*** Information supplied ***

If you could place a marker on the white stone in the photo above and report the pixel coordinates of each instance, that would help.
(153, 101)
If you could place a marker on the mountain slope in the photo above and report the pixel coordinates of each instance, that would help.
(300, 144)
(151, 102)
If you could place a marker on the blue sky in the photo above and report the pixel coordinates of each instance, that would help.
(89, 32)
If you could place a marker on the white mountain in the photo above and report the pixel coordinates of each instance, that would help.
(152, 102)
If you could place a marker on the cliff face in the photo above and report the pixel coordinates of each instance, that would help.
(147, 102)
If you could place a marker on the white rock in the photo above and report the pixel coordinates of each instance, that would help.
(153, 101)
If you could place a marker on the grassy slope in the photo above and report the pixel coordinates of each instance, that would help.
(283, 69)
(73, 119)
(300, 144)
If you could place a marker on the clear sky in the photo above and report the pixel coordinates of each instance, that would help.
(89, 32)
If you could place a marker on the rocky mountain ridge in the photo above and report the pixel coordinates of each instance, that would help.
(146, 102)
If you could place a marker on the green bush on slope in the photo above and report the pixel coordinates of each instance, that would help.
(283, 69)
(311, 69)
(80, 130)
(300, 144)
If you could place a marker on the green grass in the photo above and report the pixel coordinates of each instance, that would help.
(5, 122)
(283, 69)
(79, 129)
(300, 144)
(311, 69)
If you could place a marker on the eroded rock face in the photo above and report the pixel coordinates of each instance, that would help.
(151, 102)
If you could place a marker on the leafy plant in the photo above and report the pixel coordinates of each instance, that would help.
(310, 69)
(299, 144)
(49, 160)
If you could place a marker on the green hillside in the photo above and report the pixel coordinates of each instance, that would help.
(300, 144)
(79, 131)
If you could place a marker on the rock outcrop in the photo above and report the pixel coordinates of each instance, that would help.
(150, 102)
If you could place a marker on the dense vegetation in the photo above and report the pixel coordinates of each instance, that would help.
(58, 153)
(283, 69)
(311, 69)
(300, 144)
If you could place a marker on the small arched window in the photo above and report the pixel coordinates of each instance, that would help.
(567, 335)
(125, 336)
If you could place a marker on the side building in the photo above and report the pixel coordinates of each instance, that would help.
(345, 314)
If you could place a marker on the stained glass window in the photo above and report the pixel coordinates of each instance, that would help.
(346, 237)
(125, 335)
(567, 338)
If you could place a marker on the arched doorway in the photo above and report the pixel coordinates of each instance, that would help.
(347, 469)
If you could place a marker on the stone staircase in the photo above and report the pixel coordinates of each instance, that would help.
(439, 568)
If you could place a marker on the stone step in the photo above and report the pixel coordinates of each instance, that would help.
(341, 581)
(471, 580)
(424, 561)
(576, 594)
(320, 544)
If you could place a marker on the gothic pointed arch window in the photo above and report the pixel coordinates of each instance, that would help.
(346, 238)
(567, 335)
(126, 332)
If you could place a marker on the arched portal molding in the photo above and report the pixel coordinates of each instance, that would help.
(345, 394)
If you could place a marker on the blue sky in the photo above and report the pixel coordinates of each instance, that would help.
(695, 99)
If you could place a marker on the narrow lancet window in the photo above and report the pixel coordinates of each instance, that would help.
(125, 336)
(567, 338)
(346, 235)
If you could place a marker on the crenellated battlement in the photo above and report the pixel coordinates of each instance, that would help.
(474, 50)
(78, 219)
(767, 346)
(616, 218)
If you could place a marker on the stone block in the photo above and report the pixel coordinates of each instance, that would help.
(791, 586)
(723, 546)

*** End of Information supplied ***

● **What is needed**: The records shown above are to be retyped exactly, with none omitted.

● **Task response**:
If you could place a marker on the white stone in the photo above and report the pixel coordinates of each instance, that would help.
(153, 101)
If you could place a marker on the mountain slope in the photo above and report the pixel coordinates of each instance, that would help.
(300, 144)
(151, 102)
If you could place a marker on the blue sky in the photo above and report the pixel coordinates of each instance, that would help.
(89, 32)
If you could place a marker on the white mountain in the photo above and report the pixel coordinates of each instance, that would help.
(152, 102)
If you could place a marker on the cliff face in the photo above and report the pixel coordinates of each instance, that would help.
(147, 102)
If you could place a marker on the white rock in the photo above and report the pixel coordinates of each instance, that would help.
(153, 101)
If you could place a marker on the grassy slope in the photo above and report the pixel coordinates of each instance, that would help.
(283, 69)
(73, 119)
(300, 144)
If you could place a marker on the clear sky in the photo above and report the pixel coordinates of each instance, that would help.
(89, 32)
If you could place a marker on the rocky mountain ridge in the photo above and report the pixel coordinates of each instance, that would help.
(146, 102)
If you could place a marker on the green bush on slope in the photo above and report the pixel coordinates of each instance, that would help.
(283, 69)
(311, 69)
(80, 130)
(300, 144)
If you could place a marker on the green grass in the photo above and report the pixel coordinates of each instance, that would help.
(5, 122)
(283, 69)
(79, 129)
(300, 144)
(311, 69)
If you could place a marker on the eroded rock face in the photo above and report the pixel coordinates of each instance, that would help.
(151, 102)
If you could place a marker on the leafy plant in the photo above and report the pixel coordinates of each instance, that would help.
(310, 69)
(299, 144)
(49, 160)
If you could place a marker on the green hillside in the photo above and report the pixel coordinates of each instance, that would help.
(300, 144)
(79, 131)
If you could place a marker on the rock outcrop in the photo above and report the pixel coordinates of each instance, that would help.
(150, 102)
If you could place a marker on the dense vegetation in the photo above and report the pixel coordinates of each instance, that would help.
(58, 153)
(283, 69)
(311, 69)
(300, 144)
If you could place a marker on the small arched window in the photo above and report the pixel coordinates of each instance, that would help.
(567, 335)
(125, 336)
If you could place a marker on the side building in the photo above and report the pixel coordinates of each instance, that would help.
(345, 314)
If you could place a marker on the stained glass window in the photo above and report the pixel coordinates of each instance, that would help.
(346, 237)
(125, 335)
(567, 338)
If you could place a marker on the arched doorway in the photo above and report the pixel coordinates of each instance, that would help.
(347, 469)
If you could place a marker on the stone staircase in the photo above and report the pixel coordinates of each instance, that would help.
(439, 568)
If you could place a marker on the stone step in the photo above and report the pixel coordinates of each instance, that would help.
(341, 581)
(471, 580)
(424, 561)
(576, 594)
(320, 544)
If you could place a marker on the gothic pointed arch window in the photo above and report the pixel coordinates of each instance, that would help.
(346, 238)
(567, 335)
(126, 332)
If you could place a marker on the arched portal molding in the photo above and report the pixel coordinates of each instance, that would help.
(345, 394)
If you could place a marker on the blue sky in the photo above and report the pixel coordinates of each instance, that would help.
(695, 99)
If you could place a marker on the narrow lancet window in the photo above and report the pixel coordinates of each instance, that would help.
(125, 336)
(567, 338)
(346, 235)
If you could place a marker on the crenellated battlement in the photo above and report the pixel coordinates of each instance, that would help.
(474, 50)
(78, 219)
(767, 346)
(616, 218)
If you could place a marker on the stone block in the photo above and report the pixel coordinates of each instance, that would help.
(791, 586)
(723, 546)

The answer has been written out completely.